=== Task to complete ===
Exactly reproduce the entries, dropping any pictures from your copy.

=== Task input ===

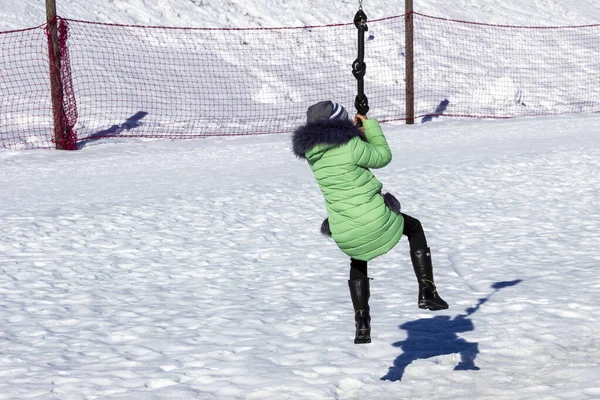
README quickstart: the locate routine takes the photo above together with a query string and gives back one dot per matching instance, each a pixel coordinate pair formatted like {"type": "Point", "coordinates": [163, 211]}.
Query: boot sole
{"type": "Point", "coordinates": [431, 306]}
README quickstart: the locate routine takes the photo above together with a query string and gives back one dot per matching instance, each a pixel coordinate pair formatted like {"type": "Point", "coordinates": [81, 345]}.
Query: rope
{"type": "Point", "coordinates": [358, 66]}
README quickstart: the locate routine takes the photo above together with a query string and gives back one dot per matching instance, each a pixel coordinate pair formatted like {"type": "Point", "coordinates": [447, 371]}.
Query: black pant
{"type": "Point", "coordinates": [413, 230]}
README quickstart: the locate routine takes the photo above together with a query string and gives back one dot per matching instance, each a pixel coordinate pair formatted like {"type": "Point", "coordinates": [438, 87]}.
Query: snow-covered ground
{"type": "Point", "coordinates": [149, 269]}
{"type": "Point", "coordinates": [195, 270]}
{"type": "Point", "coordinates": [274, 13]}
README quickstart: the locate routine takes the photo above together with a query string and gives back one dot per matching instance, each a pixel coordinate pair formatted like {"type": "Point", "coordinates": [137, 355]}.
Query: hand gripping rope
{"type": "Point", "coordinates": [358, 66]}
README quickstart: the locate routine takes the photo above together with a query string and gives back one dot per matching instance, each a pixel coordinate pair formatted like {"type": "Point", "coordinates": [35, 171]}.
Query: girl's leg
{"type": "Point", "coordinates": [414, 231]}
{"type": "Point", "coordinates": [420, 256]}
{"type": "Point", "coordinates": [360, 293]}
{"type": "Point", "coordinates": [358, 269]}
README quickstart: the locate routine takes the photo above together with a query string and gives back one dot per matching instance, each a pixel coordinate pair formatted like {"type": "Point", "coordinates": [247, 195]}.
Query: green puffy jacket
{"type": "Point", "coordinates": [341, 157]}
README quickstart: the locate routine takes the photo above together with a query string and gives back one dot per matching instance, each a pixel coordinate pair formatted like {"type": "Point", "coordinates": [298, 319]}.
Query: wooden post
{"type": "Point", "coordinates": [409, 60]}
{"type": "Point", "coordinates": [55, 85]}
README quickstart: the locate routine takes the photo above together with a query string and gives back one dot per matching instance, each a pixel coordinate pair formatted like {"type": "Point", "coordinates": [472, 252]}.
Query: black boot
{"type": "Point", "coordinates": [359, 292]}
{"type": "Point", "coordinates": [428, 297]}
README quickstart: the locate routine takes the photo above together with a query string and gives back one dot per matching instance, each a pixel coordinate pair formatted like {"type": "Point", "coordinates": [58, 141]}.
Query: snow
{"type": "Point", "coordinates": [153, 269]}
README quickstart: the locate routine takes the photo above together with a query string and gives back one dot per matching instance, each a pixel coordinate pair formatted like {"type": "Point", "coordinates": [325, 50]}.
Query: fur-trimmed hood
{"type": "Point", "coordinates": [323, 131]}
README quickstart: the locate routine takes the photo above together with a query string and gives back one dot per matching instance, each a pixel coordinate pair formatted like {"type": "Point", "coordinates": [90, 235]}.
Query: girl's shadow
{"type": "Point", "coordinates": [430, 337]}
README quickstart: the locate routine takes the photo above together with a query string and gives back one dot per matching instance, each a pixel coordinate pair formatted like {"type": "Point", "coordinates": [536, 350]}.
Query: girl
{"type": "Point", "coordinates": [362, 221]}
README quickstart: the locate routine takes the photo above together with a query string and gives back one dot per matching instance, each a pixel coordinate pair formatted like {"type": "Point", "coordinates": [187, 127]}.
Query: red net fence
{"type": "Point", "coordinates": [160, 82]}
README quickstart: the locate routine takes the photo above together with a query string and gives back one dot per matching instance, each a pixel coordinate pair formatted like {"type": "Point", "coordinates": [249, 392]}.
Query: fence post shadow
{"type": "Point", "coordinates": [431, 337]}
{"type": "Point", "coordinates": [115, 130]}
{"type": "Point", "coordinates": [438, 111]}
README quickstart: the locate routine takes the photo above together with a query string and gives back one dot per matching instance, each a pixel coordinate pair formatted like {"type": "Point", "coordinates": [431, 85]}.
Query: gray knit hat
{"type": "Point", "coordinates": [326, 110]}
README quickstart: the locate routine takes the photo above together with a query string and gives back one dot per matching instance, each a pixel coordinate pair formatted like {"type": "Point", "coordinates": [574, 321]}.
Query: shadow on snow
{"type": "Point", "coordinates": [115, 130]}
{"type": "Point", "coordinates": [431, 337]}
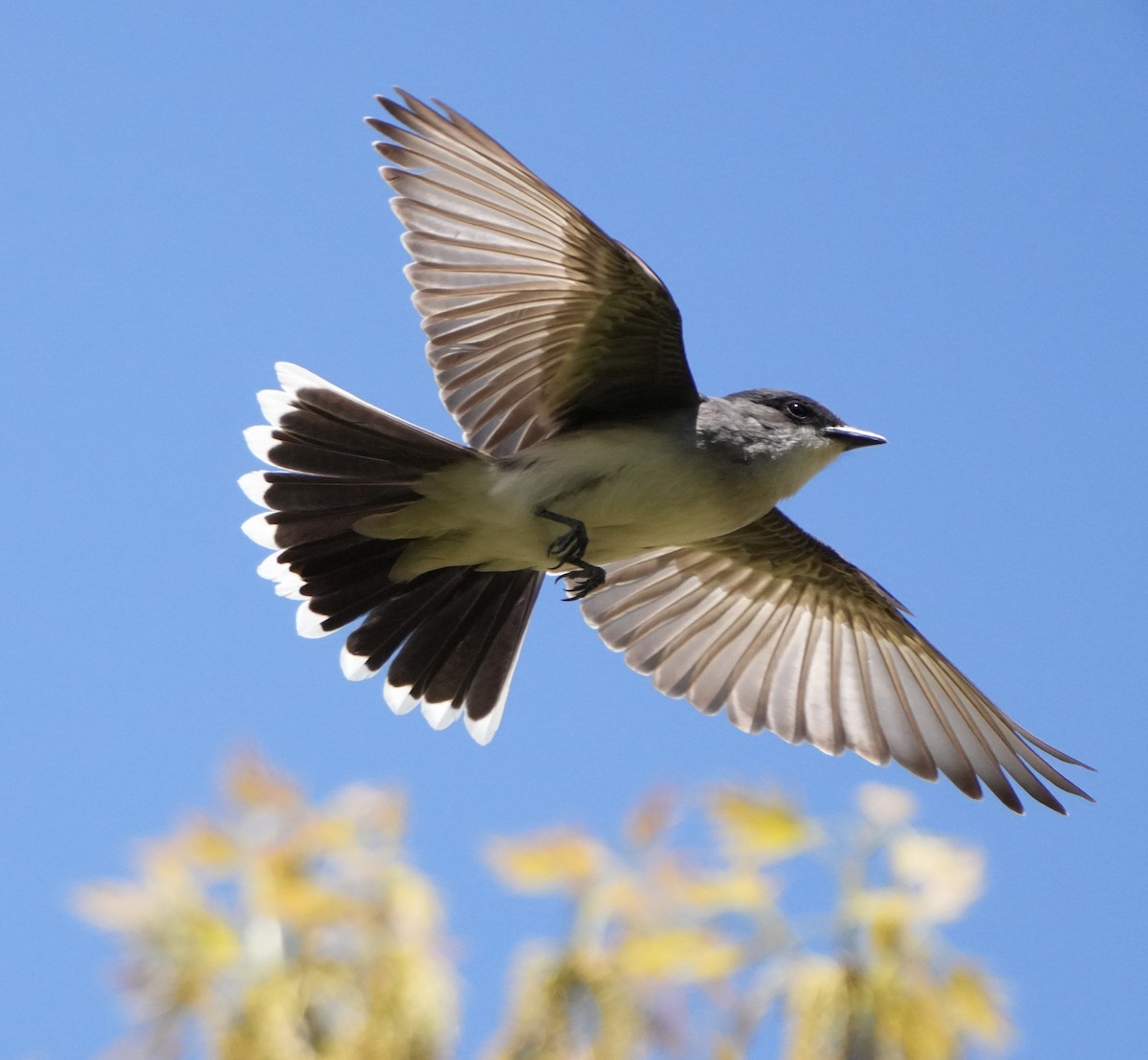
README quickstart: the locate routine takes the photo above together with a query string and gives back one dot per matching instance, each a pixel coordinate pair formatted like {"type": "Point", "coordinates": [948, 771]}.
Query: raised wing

=== Expected answer ===
README quickstart: the locate routine takes the photo above together with a query string and gives back one dot per matching instance, each a pixel coordinate pair formatted like {"type": "Point", "coordinates": [163, 211]}.
Query: boot sole
{"type": "Point", "coordinates": [431, 306]}
README quickstart: the locate routine takes the photo above together with a query string and gives back one dot per matching instance, each a pixel coordinate pair formatted like {"type": "Point", "coordinates": [81, 345]}.
Query: rope
{"type": "Point", "coordinates": [358, 66]}
README quickstart: the locate routine takes the photo above together with a query string and gives back one dot per matching instance, each a pixel coordinate pair formatted like {"type": "Point", "coordinates": [447, 371]}.
Query: black pant
{"type": "Point", "coordinates": [413, 230]}
README quickstart: the locate routine takes the photo above together with a query string and gives back one dot per matching instance, each a pixel coordinate pair formatted like {"type": "Point", "coordinates": [438, 87]}.
Query: snow-covered ground
{"type": "Point", "coordinates": [149, 269]}
{"type": "Point", "coordinates": [195, 270]}
{"type": "Point", "coordinates": [274, 13]}
README quickstart: the locate routine takes the photo above together with a query string and gives back one dot per matching instance, each a pixel coordinate pair formatted like {"type": "Point", "coordinates": [137, 355]}.
Query: hand gripping rope
{"type": "Point", "coordinates": [358, 66]}
README quickstart: the locate routine takes the photo above together with a query string and gives back one dot per matching instance, each a pixel coordinate pair formatted like {"type": "Point", "coordinates": [35, 171]}.
Query: girl's leg
{"type": "Point", "coordinates": [414, 231]}
{"type": "Point", "coordinates": [420, 256]}
{"type": "Point", "coordinates": [360, 293]}
{"type": "Point", "coordinates": [358, 269]}
README quickstart: the locate routine takes the photo above together with a query string and gives back one dot per matching instance, each a pixel coordinate pair formatted like {"type": "Point", "coordinates": [247, 195]}.
Query: green puffy jacket
{"type": "Point", "coordinates": [341, 157]}
README quickstart: the locate routine takes the photo above together with a query string and gives back one dot per matching instance, each a pixel coordinate pair formatted like {"type": "Point", "coordinates": [298, 319]}.
Query: wooden post
{"type": "Point", "coordinates": [409, 60]}
{"type": "Point", "coordinates": [55, 85]}
README quickstart: the locate routine takes the photo above together with a query string and gives back one dot per matching instance, each a pixel coordinate pair formatted like {"type": "Point", "coordinates": [472, 252]}.
Query: black boot
{"type": "Point", "coordinates": [359, 292]}
{"type": "Point", "coordinates": [428, 297]}
README quickstart: the locate routine takes the photo above together with a query string and gives back one dot per matching instance, each a pixel coordinate pair formatted like {"type": "Point", "coordinates": [58, 141]}.
Query: snow
{"type": "Point", "coordinates": [153, 269]}
README quickstart: the locate routine takes the photo above together with a query string and gives back one dot per matching instance, each a pixel coordinate pair formatted like {"type": "Point", "coordinates": [325, 50]}.
Query: fur-trimmed hood
{"type": "Point", "coordinates": [323, 131]}
README quickstart: the locate routine takes the photo above together with a query string and gives back one dot per matching instance, each a pixel coordinate pair formatted like {"type": "Point", "coordinates": [90, 235]}.
Query: girl's shadow
{"type": "Point", "coordinates": [430, 337]}
README quickstart: the locate routine takes the photo above together with a query string and gives back one dot per matching instance, each a pixel coordinate pair formatted like {"type": "Point", "coordinates": [536, 350]}.
Query: girl
{"type": "Point", "coordinates": [362, 221]}
README quickstart: the locate routine takes the photo above together with a query string and gives back one dot per matching instance, each a pixel coordinate pair formatted like {"type": "Point", "coordinates": [187, 127]}.
Query: red net fence
{"type": "Point", "coordinates": [160, 82]}
README quickstart: the locate routine takes the photo above together with a query string and gives back one dot per matching instance, each a pixel coordinate pair formatted like {"type": "Point", "coordinates": [249, 392]}.
Query: fence post shadow
{"type": "Point", "coordinates": [431, 337]}
{"type": "Point", "coordinates": [115, 130]}
{"type": "Point", "coordinates": [438, 111]}
README quickstart: the locate routine takes the photo above together with a query string and gives back one dot per matching instance, each a pixel coordinate pair formatted like {"type": "Point", "coordinates": [431, 85]}.
Query: gray knit hat
{"type": "Point", "coordinates": [326, 110]}
README quickstart: the locate routine takes the photo above together with a query string and gives back one dot per matching instance, each a pixel coordinate pair formatted like {"type": "Point", "coordinates": [574, 321]}.
Query: shadow on snow
{"type": "Point", "coordinates": [115, 130]}
{"type": "Point", "coordinates": [431, 337]}
README quickstart: the locate routine takes the photo above together with a query string and gives back one dot per matching instance, each a pixel coordinate pair formatted like {"type": "Point", "coordinates": [948, 771]}.
Query: raised wing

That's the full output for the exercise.